- Problem requirements:
Once the line containing "pixel 604 300" is found in the entries below, reproduce it and every line after it, stopping at and including the line containing "pixel 282 495"; reproduce nothing else, and keep each line exact.

= Beginning of Section =

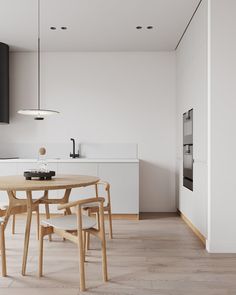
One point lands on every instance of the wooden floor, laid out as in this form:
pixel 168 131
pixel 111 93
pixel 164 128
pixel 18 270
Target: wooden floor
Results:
pixel 157 255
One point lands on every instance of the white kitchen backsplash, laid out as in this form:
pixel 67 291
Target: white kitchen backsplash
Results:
pixel 62 150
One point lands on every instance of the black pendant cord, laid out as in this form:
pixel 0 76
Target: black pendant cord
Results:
pixel 39 55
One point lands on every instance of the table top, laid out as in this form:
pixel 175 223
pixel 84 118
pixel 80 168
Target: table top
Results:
pixel 19 183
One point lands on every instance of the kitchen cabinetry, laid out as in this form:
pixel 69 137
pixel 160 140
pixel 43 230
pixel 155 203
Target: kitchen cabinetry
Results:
pixel 123 176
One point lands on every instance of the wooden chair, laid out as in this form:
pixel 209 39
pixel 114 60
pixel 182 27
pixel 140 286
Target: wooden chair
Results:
pixel 2 248
pixel 74 228
pixel 107 208
pixel 23 209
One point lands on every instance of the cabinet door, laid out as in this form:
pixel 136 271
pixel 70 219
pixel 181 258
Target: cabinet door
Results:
pixel 5 170
pixel 124 181
pixel 79 169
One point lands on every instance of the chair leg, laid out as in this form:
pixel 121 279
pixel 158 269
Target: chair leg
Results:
pixel 88 235
pixel 81 255
pixel 48 217
pixel 38 223
pixel 103 240
pixel 84 244
pixel 3 251
pixel 13 224
pixel 110 223
pixel 41 235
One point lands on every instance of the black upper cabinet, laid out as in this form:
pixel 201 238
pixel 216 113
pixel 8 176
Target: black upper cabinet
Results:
pixel 4 83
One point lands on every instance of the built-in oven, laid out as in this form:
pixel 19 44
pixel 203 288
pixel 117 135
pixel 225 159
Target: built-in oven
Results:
pixel 188 149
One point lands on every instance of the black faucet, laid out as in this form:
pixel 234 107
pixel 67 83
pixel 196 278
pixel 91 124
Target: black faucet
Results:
pixel 74 155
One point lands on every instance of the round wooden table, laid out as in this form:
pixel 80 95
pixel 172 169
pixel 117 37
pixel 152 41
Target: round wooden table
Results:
pixel 12 184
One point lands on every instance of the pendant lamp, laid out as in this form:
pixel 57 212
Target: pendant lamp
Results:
pixel 38 113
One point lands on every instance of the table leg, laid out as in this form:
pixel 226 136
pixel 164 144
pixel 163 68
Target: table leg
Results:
pixel 47 212
pixel 27 231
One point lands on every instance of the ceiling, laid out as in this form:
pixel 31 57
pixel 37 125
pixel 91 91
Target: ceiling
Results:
pixel 95 25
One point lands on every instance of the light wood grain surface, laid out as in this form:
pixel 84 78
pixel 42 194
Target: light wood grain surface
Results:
pixel 19 183
pixel 158 255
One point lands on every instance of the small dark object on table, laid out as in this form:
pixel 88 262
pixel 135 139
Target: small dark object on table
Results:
pixel 39 175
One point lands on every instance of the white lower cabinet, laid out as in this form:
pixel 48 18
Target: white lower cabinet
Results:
pixel 81 169
pixel 124 180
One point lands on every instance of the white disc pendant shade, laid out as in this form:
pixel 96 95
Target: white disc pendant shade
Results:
pixel 38 113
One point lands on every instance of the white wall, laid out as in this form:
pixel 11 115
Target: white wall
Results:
pixel 103 98
pixel 222 217
pixel 192 93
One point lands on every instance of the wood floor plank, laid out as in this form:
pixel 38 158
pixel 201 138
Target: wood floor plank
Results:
pixel 157 255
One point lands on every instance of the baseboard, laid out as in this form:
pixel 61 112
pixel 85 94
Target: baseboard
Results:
pixel 114 216
pixel 193 228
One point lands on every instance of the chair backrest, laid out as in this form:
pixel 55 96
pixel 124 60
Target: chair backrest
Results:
pixel 79 211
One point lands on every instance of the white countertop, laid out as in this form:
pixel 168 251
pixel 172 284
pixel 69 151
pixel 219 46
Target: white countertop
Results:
pixel 77 160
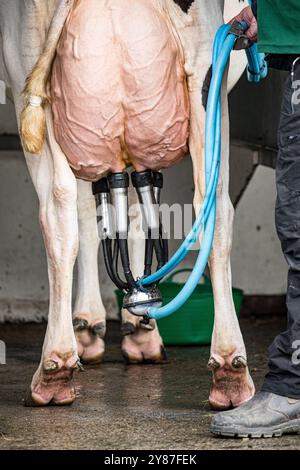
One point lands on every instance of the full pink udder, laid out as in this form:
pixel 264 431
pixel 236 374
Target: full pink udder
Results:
pixel 118 89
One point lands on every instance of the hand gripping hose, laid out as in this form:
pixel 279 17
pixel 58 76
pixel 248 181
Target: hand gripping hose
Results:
pixel 224 43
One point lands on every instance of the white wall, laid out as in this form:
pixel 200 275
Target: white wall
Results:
pixel 258 266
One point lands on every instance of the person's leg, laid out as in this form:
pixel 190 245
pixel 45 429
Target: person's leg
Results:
pixel 283 377
pixel 276 409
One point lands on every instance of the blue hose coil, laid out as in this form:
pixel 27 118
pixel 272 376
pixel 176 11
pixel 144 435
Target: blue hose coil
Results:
pixel 257 69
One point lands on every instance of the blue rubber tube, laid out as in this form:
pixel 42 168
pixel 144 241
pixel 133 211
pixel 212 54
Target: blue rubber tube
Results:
pixel 223 45
pixel 212 150
pixel 193 235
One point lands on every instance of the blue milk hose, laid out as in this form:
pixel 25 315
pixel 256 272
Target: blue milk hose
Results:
pixel 223 45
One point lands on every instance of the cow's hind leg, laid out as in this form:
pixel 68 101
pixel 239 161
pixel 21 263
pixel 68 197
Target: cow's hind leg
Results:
pixel 57 191
pixel 232 384
pixel 141 343
pixel 89 313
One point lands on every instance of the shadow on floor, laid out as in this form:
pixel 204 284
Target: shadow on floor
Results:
pixel 124 407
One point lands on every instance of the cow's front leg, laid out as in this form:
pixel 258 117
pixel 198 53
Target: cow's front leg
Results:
pixel 141 343
pixel 89 312
pixel 57 192
pixel 232 383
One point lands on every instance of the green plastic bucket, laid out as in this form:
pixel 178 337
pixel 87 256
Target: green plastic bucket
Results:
pixel 193 322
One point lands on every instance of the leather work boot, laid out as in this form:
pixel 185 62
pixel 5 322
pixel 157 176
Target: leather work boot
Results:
pixel 265 415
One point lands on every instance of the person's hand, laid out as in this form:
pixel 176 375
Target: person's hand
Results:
pixel 247 16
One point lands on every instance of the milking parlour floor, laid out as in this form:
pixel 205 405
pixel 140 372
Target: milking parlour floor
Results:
pixel 124 407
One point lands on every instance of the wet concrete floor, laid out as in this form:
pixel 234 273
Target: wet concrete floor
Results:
pixel 125 407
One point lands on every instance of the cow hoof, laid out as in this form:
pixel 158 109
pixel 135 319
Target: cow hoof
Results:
pixel 89 337
pixel 232 384
pixel 99 329
pixel 53 382
pixel 142 346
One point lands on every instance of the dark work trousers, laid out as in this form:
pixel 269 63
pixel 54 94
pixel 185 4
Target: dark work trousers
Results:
pixel 283 377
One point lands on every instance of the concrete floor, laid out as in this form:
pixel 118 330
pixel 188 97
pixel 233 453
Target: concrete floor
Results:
pixel 124 407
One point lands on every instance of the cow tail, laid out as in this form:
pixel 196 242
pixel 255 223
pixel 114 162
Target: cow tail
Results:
pixel 35 94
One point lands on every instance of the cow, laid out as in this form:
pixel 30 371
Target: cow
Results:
pixel 30 46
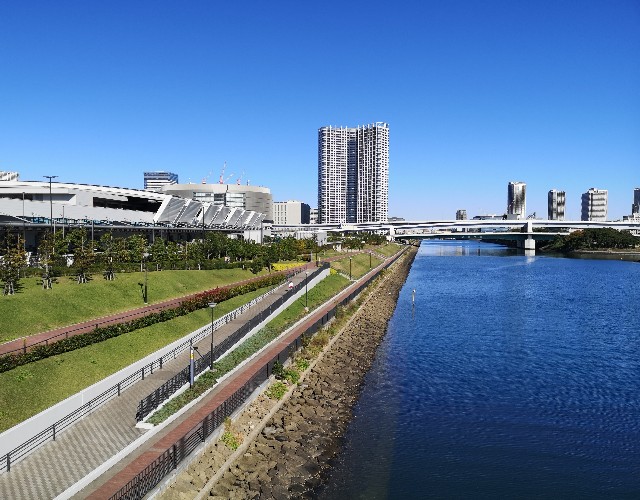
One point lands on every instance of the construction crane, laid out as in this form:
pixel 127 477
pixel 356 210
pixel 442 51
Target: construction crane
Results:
pixel 221 180
pixel 205 179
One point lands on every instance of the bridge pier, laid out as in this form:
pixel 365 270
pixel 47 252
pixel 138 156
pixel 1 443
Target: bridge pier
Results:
pixel 528 244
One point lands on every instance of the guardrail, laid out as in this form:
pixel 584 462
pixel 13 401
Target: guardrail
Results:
pixel 168 461
pixel 171 386
pixel 52 431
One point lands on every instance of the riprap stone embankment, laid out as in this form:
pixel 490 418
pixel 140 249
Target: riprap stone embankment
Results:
pixel 290 457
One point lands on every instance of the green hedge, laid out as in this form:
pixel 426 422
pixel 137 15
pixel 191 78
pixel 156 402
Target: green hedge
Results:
pixel 100 334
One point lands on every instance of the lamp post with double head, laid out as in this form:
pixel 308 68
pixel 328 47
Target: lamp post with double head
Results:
pixel 212 305
pixel 146 297
pixel 50 177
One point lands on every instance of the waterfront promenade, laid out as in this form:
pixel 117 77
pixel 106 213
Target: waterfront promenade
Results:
pixel 86 446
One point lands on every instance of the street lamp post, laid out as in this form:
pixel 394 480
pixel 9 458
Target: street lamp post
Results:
pixel 145 255
pixel 212 305
pixel 50 177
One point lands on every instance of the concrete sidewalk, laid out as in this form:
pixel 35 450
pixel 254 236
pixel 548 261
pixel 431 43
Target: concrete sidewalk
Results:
pixel 117 477
pixel 83 447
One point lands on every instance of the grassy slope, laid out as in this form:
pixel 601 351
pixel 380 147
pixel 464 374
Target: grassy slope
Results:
pixel 35 310
pixel 389 249
pixel 34 387
pixel 359 264
pixel 318 295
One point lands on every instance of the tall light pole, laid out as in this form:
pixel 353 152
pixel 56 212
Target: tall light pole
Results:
pixel 212 305
pixel 50 177
pixel 145 255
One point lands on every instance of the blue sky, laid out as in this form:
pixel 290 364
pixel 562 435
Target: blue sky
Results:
pixel 476 94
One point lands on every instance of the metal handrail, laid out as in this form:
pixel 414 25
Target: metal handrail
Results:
pixel 153 474
pixel 154 399
pixel 53 430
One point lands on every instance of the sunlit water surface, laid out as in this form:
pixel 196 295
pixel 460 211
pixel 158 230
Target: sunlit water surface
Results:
pixel 511 377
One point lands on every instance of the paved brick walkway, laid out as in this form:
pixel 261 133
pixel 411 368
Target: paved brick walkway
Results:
pixel 115 479
pixel 77 451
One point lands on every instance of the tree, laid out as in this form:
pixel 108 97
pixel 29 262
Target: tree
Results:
pixel 12 262
pixel 158 251
pixel 137 246
pixel 107 247
pixel 83 256
pixel 173 254
pixel 50 250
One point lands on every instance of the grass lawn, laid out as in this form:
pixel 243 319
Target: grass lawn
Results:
pixel 33 310
pixel 36 386
pixel 359 264
pixel 389 249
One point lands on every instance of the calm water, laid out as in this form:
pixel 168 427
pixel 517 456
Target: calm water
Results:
pixel 513 377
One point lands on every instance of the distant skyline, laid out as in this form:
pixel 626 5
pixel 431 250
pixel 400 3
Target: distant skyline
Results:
pixel 476 94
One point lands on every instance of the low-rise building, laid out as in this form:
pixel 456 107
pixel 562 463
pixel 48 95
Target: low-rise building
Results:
pixel 291 212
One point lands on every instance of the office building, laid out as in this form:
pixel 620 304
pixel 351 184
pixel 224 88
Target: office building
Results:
pixel 556 205
pixel 635 208
pixel 461 215
pixel 353 174
pixel 313 216
pixel 155 181
pixel 517 200
pixel 290 213
pixel 594 205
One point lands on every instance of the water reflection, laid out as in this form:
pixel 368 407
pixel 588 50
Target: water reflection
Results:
pixel 507 377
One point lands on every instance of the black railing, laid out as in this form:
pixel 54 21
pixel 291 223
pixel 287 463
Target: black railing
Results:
pixel 152 401
pixel 151 476
pixel 52 431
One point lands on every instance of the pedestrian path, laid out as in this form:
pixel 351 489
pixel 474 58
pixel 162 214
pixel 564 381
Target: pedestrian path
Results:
pixel 76 452
pixel 141 459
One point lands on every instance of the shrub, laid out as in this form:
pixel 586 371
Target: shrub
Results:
pixel 230 438
pixel 277 390
pixel 99 334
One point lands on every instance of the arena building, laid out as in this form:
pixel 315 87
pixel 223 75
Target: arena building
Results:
pixel 37 206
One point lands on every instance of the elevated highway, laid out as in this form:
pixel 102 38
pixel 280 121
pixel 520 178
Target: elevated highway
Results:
pixel 525 232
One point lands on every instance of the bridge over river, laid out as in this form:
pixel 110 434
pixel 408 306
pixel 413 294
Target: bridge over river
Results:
pixel 525 232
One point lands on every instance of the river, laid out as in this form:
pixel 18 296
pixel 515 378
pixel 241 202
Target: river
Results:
pixel 510 377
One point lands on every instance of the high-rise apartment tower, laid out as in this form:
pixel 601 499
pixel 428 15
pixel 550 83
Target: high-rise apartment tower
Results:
pixel 594 204
pixel 353 174
pixel 517 199
pixel 556 205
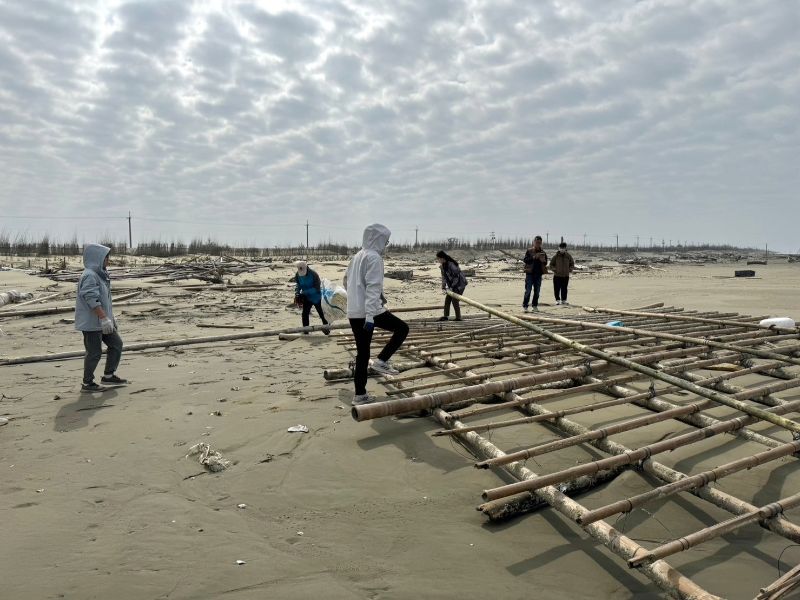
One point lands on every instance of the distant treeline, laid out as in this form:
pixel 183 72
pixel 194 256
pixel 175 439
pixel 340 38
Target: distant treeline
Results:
pixel 21 245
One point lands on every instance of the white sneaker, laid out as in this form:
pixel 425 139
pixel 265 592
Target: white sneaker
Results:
pixel 384 368
pixel 359 399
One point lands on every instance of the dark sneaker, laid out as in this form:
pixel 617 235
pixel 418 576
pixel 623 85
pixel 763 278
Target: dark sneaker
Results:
pixel 91 387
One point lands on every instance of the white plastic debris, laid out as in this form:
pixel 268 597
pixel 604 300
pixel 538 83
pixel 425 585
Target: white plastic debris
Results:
pixel 13 296
pixel 780 322
pixel 210 459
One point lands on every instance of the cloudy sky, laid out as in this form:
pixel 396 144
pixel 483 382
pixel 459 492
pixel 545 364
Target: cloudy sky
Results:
pixel 676 119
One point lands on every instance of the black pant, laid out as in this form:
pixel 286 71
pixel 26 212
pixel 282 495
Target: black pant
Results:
pixel 92 341
pixel 363 338
pixel 307 304
pixel 535 282
pixel 560 287
pixel 456 307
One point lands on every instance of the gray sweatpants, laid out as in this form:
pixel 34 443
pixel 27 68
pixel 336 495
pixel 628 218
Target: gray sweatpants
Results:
pixel 92 341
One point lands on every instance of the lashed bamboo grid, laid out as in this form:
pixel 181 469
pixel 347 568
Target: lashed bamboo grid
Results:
pixel 671 378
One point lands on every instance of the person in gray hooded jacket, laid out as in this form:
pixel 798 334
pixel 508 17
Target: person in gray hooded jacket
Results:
pixel 94 317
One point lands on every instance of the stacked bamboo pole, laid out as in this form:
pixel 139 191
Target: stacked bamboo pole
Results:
pixel 731 341
pixel 628 364
pixel 661 573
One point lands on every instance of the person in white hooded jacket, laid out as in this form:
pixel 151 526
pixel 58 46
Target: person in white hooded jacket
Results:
pixel 365 310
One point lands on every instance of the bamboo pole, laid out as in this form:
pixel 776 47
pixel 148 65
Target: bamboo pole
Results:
pixel 698 537
pixel 661 573
pixel 553 395
pixel 635 423
pixel 598 405
pixel 689 387
pixel 694 481
pixel 436 399
pixel 664 335
pixel 512 506
pixel 635 456
pixel 726 322
pixel 445 397
pixel 779 525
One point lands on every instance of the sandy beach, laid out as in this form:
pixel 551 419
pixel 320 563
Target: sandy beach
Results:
pixel 97 499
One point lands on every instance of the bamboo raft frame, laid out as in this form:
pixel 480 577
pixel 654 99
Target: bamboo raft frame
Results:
pixel 474 369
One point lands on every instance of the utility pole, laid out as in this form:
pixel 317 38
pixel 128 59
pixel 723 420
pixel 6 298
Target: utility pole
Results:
pixel 130 234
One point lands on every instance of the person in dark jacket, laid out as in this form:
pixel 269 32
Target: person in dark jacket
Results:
pixel 452 279
pixel 535 264
pixel 308 292
pixel 562 264
pixel 94 317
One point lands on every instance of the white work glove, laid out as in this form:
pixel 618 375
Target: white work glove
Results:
pixel 107 326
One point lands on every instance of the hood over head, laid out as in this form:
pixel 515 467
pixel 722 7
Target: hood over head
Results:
pixel 375 237
pixel 94 255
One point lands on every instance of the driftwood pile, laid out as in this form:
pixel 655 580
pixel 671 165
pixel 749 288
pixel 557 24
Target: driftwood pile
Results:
pixel 213 270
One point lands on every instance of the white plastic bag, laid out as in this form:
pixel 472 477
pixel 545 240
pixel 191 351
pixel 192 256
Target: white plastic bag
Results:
pixel 334 301
pixel 780 322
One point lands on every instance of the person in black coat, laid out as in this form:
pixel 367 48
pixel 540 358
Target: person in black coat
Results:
pixel 452 279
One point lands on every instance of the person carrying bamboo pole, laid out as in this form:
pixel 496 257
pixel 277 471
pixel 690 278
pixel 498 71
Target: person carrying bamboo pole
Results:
pixel 535 266
pixel 562 265
pixel 308 293
pixel 94 317
pixel 452 279
pixel 365 310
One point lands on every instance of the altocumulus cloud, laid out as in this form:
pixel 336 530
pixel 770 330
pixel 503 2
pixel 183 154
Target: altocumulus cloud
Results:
pixel 670 118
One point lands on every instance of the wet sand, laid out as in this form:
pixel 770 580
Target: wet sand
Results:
pixel 98 501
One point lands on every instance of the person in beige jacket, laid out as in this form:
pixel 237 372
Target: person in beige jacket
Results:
pixel 562 265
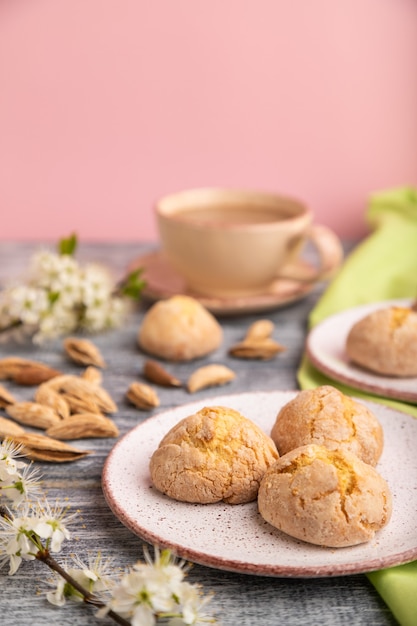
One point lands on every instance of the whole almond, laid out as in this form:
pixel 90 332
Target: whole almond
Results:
pixel 82 426
pixel 48 397
pixel 33 414
pixel 142 396
pixel 9 428
pixel 82 395
pixel 155 373
pixel 6 398
pixel 83 352
pixel 257 349
pixel 209 376
pixel 43 448
pixel 93 375
pixel 26 372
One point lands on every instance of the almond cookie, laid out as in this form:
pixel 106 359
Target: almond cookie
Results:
pixel 325 416
pixel 385 342
pixel 325 497
pixel 179 329
pixel 214 455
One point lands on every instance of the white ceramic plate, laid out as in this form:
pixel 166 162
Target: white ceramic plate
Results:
pixel 235 537
pixel 325 347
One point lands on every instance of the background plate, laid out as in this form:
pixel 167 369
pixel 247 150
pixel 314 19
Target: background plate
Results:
pixel 325 347
pixel 162 281
pixel 235 537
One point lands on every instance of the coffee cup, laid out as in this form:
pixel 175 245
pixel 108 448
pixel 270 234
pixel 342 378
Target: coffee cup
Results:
pixel 231 242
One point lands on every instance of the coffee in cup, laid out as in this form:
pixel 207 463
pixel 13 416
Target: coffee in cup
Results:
pixel 230 242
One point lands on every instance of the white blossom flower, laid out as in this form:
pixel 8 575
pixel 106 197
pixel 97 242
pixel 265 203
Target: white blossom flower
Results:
pixel 94 577
pixel 48 523
pixel 21 486
pixel 154 590
pixel 16 541
pixel 9 463
pixel 60 296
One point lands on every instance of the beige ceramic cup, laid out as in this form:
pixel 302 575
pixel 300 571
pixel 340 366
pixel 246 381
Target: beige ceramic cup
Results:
pixel 229 242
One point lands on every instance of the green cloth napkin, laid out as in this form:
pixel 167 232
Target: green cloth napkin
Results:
pixel 382 267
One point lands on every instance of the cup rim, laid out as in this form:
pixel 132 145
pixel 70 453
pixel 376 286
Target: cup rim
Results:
pixel 170 206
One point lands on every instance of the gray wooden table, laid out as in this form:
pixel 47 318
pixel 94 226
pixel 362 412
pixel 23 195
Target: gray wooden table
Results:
pixel 238 598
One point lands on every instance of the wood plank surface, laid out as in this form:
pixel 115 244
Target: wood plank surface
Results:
pixel 239 599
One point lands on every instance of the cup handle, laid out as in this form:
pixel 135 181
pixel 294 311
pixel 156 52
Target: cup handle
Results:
pixel 330 252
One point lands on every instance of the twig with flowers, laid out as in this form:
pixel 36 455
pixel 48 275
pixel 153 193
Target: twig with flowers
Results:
pixel 59 295
pixel 30 529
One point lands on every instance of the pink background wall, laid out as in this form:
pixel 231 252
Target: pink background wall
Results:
pixel 107 104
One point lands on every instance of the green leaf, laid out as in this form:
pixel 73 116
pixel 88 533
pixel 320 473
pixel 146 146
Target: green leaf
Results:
pixel 132 286
pixel 68 245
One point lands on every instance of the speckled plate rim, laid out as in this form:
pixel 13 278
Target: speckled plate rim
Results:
pixel 162 281
pixel 235 538
pixel 325 348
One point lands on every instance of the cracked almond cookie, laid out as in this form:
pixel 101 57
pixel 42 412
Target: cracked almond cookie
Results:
pixel 325 497
pixel 385 342
pixel 325 416
pixel 214 455
pixel 179 329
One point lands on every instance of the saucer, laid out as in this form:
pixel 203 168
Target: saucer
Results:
pixel 162 281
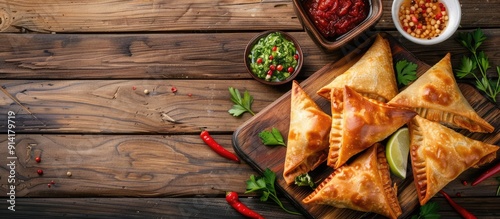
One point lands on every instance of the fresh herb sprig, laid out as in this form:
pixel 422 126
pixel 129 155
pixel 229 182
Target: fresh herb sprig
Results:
pixel 242 103
pixel 265 185
pixel 272 138
pixel 428 211
pixel 478 64
pixel 406 72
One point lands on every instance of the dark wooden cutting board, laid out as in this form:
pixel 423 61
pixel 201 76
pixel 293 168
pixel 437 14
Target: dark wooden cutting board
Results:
pixel 249 147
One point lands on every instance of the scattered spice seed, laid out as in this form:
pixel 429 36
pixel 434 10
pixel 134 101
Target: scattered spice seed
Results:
pixel 423 19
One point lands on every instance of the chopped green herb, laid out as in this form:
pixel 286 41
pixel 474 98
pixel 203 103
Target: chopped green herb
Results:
pixel 242 104
pixel 272 137
pixel 428 211
pixel 406 72
pixel 478 61
pixel 265 185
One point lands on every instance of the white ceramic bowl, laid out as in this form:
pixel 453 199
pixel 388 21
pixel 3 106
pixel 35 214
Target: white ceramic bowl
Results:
pixel 453 10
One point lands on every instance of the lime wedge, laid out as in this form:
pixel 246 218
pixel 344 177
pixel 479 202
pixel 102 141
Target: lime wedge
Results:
pixel 397 150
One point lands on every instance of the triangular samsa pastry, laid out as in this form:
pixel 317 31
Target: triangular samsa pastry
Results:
pixel 439 155
pixel 362 185
pixel 307 145
pixel 361 123
pixel 372 75
pixel 435 96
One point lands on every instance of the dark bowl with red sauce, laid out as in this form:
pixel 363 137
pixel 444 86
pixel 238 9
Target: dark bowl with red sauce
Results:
pixel 333 23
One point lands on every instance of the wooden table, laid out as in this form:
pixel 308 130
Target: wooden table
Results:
pixel 75 73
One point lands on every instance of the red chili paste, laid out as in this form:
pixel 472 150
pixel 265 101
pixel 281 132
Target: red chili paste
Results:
pixel 336 17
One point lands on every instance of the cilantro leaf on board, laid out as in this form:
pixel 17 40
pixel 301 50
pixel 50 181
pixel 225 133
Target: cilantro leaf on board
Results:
pixel 406 72
pixel 477 64
pixel 272 137
pixel 265 186
pixel 242 104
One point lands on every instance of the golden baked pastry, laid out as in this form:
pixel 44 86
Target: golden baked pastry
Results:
pixel 439 155
pixel 373 75
pixel 363 185
pixel 359 122
pixel 435 96
pixel 307 144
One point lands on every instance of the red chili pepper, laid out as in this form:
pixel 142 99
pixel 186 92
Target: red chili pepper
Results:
pixel 205 136
pixel 490 172
pixel 232 199
pixel 462 211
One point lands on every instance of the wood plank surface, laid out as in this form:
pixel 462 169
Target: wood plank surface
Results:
pixel 121 166
pixel 78 109
pixel 113 106
pixel 189 16
pixel 203 207
pixel 174 56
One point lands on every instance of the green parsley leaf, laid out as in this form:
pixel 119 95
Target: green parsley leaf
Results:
pixel 242 104
pixel 272 137
pixel 468 66
pixel 477 64
pixel 406 72
pixel 265 185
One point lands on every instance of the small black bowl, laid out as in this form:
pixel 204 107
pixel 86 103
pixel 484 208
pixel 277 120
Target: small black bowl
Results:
pixel 287 36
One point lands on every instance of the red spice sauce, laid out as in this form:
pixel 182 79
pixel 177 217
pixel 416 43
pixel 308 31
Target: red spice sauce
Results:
pixel 334 18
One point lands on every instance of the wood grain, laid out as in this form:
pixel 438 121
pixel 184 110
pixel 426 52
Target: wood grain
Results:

= End of Section =

- Result:
pixel 604 300
pixel 538 83
pixel 425 585
Target: white plastic debris
Results:
pixel 13 296
pixel 780 322
pixel 210 459
One point lands on every instance of the cloudy sky, laid out as in this form:
pixel 396 144
pixel 483 382
pixel 459 492
pixel 545 364
Target: cloudy sky
Results:
pixel 676 119
One point lands on every instance of the black pant, laid out as in this form:
pixel 286 71
pixel 26 212
pixel 282 495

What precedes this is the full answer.